# TASK INSTRUCTIONS:
Pick up the text on cryo-EM model building after its final sentence and continue writing it.

# TEXT SECTION:

______________________________

3. Introduction to Model building
Model building is the process that allows getting the atomic interpretation of an electron density map. Although a electron density volume can be obtained from different methodologies, in this tutorial we focus in maps obtained by cryo-EM. As an example of these maps, Fig. 3.1 shows the input electron density map (a), as well as the output haemoglobin tetramer atomic model (b) obtained by the model building process. Since high quality atomic structures are essential to accomplish detailed mechanistic studies and to seek inhibitor drugs of macromolecules, the main aim of model building is obtaining reliable structures of these macromolecules.
3.2. Relevance of cryo-EM map resolution
Model building process is limited by the resolution of the starting cryo-EM density map. The higher the resolution, the more detailed and reliable atomic structure will be obtained. Fortunately, single-particle cryo-EM is undergoing in this decade a resolution revolution that has allowed the structures of macromolecules to be solved at near-atomic resolution. The density map is thus sufficiently resolved to build the atomic model. As a general rule, at resolutions of 4.5Å the molecule backbone can be inferred based on the map alone, and resolutions lower than 4Å allow to trace side chains of some residues.

______________________________

# DATA SHOWN:

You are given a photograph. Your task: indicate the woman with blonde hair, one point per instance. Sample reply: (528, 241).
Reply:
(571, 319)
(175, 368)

______________________________

# TASK ANSWER:
3.3. Model building workflow
The set of successive tasks aimed to get the atomic interpretation of electron density maps is known as model building workflow. Main steps of the general workflow are detailed from top to bottom in Fig. 3.2. Tasks and tools required are highlighted in green (left side). Before starting those tasks, a detailed study and recruiting of experimental information of the macromolecule itself and similar specimens is recommended. Cryo-EM density map preprocessing is also desirable in order to optimize it by maximizing details and connectivity, as well as extracting the lower asymmetrical element of the starting volume (ASU: asymmetric unit) to save computational resources and facilitate the modeling.
In addition to the map ASU, the workflow considers as input the sequence of each individual structural element (from 1 to n). This sequence is used to get the initial model, de novo or by prediction based in structures of homologous sequences. Initial model of each structure element has to be fitted to the volume ASU, and then refined according to the density of this map fraction. Refinement in real and/or reciprocal spaces are included in the workflow. Once refined, the geometry of each individual structure has to be validated regarding the starting volume. The last two steps of refinement and validation will be applied globally to the whole set of structures contained in that map ASU to avoid forbidden steric overlaps among them. Borders between adjacent unit cells will be checked similarly in the reconstruction of the whole atomic structure.
In this tutorial, we show how to obtain an atomic model using a reference homologous structure.